*** AVAILABLE RECORDS ***

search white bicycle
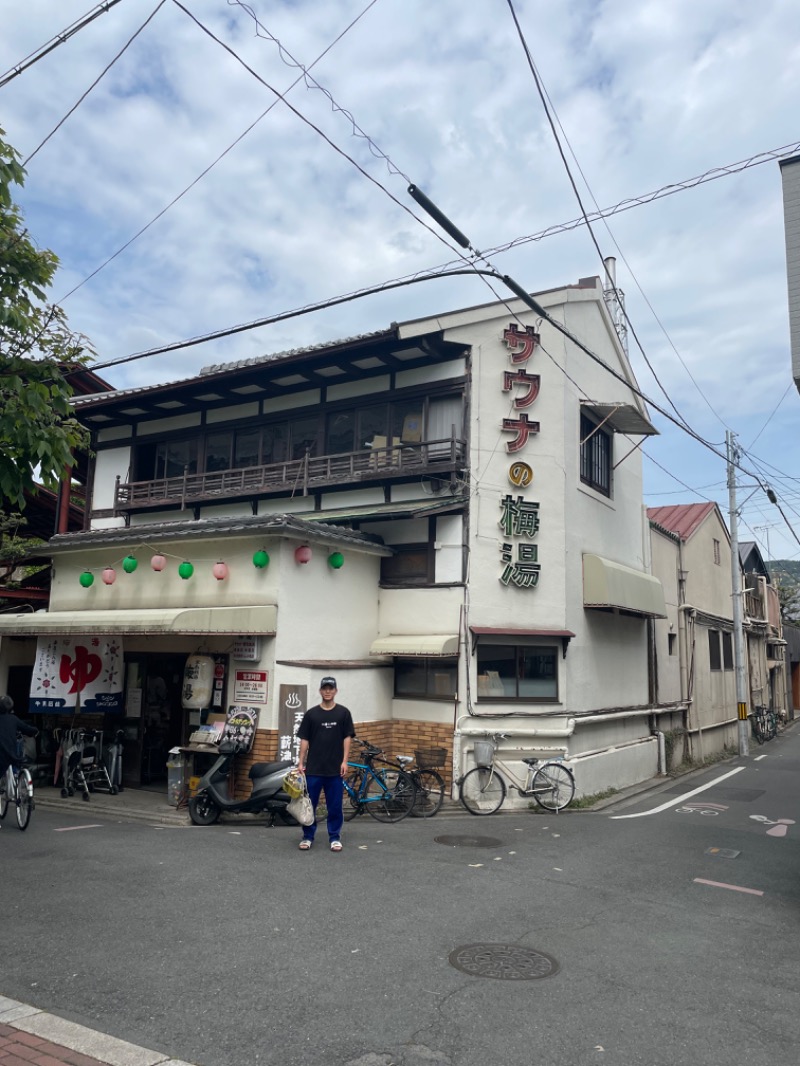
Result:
[0,766,33,830]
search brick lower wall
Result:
[236,722,452,800]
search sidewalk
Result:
[0,996,199,1066]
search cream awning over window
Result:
[369,633,459,656]
[583,555,667,618]
[0,604,277,636]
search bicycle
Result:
[395,747,447,818]
[343,740,417,822]
[0,766,34,831]
[459,733,575,814]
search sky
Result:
[0,0,800,560]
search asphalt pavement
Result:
[0,727,800,1066]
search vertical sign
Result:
[277,684,308,762]
[498,322,542,588]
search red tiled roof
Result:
[647,503,717,540]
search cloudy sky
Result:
[0,0,800,559]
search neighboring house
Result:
[0,278,677,802]
[647,503,785,764]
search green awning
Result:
[583,555,667,618]
[0,604,277,636]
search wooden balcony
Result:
[114,435,466,514]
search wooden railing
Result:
[114,435,466,512]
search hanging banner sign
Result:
[28,636,123,714]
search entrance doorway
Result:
[123,653,187,790]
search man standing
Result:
[298,677,355,852]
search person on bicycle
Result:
[298,677,355,852]
[0,696,38,827]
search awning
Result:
[0,604,277,636]
[583,555,667,618]
[580,400,658,437]
[369,633,459,656]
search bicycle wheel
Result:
[341,771,362,822]
[364,770,417,822]
[531,762,575,811]
[411,770,445,818]
[459,766,506,814]
[17,770,33,829]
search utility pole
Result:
[725,430,750,755]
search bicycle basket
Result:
[475,740,495,766]
[414,747,447,770]
[284,770,305,800]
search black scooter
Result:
[189,740,298,825]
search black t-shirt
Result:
[298,704,355,777]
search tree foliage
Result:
[0,129,92,510]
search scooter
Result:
[189,740,298,826]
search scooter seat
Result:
[249,759,294,781]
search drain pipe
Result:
[655,729,667,777]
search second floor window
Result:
[580,415,611,496]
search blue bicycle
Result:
[343,740,417,822]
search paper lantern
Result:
[180,656,214,711]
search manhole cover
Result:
[433,834,502,847]
[448,943,558,981]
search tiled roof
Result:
[647,503,717,540]
[46,515,391,555]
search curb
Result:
[0,996,199,1066]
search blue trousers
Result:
[303,774,345,840]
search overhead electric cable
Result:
[59,0,378,304]
[506,0,689,437]
[0,0,125,88]
[22,0,166,166]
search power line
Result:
[22,0,166,166]
[59,0,378,304]
[0,0,125,88]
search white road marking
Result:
[611,766,746,822]
[694,877,764,895]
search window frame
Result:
[476,634,563,706]
[578,411,613,499]
[393,656,459,702]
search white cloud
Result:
[0,0,800,555]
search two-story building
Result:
[647,502,785,769]
[0,278,672,794]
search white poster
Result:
[28,636,123,714]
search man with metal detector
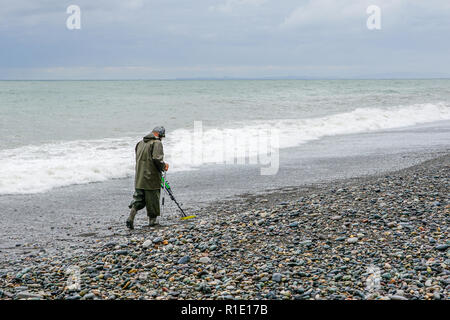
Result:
[126,126,169,229]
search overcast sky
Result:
[0,0,450,79]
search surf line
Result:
[181,304,216,318]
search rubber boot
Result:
[127,207,137,230]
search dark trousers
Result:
[128,189,161,218]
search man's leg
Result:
[126,189,145,229]
[145,190,160,226]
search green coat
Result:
[134,133,165,190]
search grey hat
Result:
[152,126,166,138]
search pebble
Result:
[178,256,191,264]
[272,273,283,282]
[198,257,211,264]
[0,156,450,300]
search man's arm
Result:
[152,140,166,171]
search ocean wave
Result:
[0,103,450,194]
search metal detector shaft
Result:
[161,174,187,217]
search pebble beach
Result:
[0,153,450,300]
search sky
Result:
[0,0,450,80]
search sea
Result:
[0,79,450,195]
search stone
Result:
[198,257,211,264]
[142,240,153,248]
[178,256,191,264]
[272,273,283,282]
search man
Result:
[126,126,169,229]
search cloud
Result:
[209,0,267,13]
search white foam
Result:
[0,103,450,194]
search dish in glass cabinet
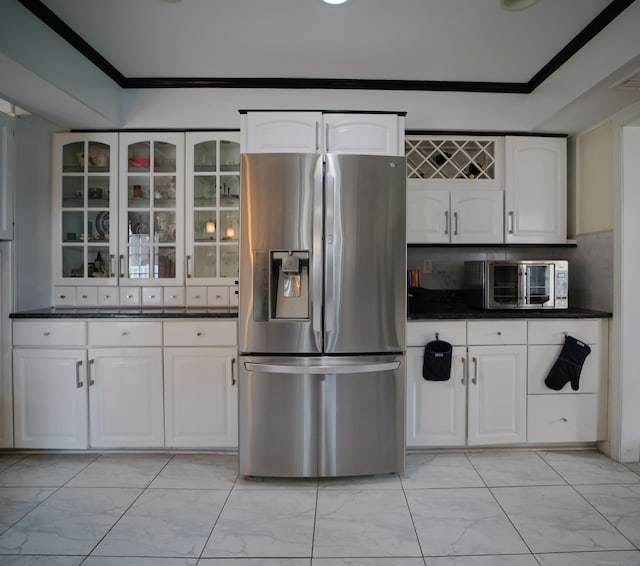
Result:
[96,214,109,238]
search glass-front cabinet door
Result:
[118,132,184,285]
[186,132,240,285]
[52,133,118,285]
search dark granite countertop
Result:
[9,307,238,319]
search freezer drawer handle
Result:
[244,362,400,375]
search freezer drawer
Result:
[238,355,405,477]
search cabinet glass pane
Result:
[193,140,217,171]
[405,138,495,180]
[220,246,239,277]
[87,142,110,173]
[62,141,85,173]
[87,245,110,277]
[62,175,84,208]
[153,212,176,243]
[193,175,216,208]
[193,245,218,277]
[220,175,240,207]
[62,245,86,277]
[192,210,218,242]
[153,142,176,173]
[127,141,151,173]
[220,140,240,171]
[153,176,176,208]
[220,210,240,242]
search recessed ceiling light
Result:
[500,0,539,12]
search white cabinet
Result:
[164,321,238,448]
[406,321,467,447]
[241,111,404,155]
[51,133,118,306]
[505,136,567,244]
[13,321,88,449]
[88,347,164,448]
[407,187,503,244]
[527,319,608,443]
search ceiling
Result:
[25,0,636,92]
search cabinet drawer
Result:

***

_WHAT TO DO_
Count the lines above that contain the string "dark". Case matters. Reply with the number only.

_SOLUTION TO THIS TASK_
2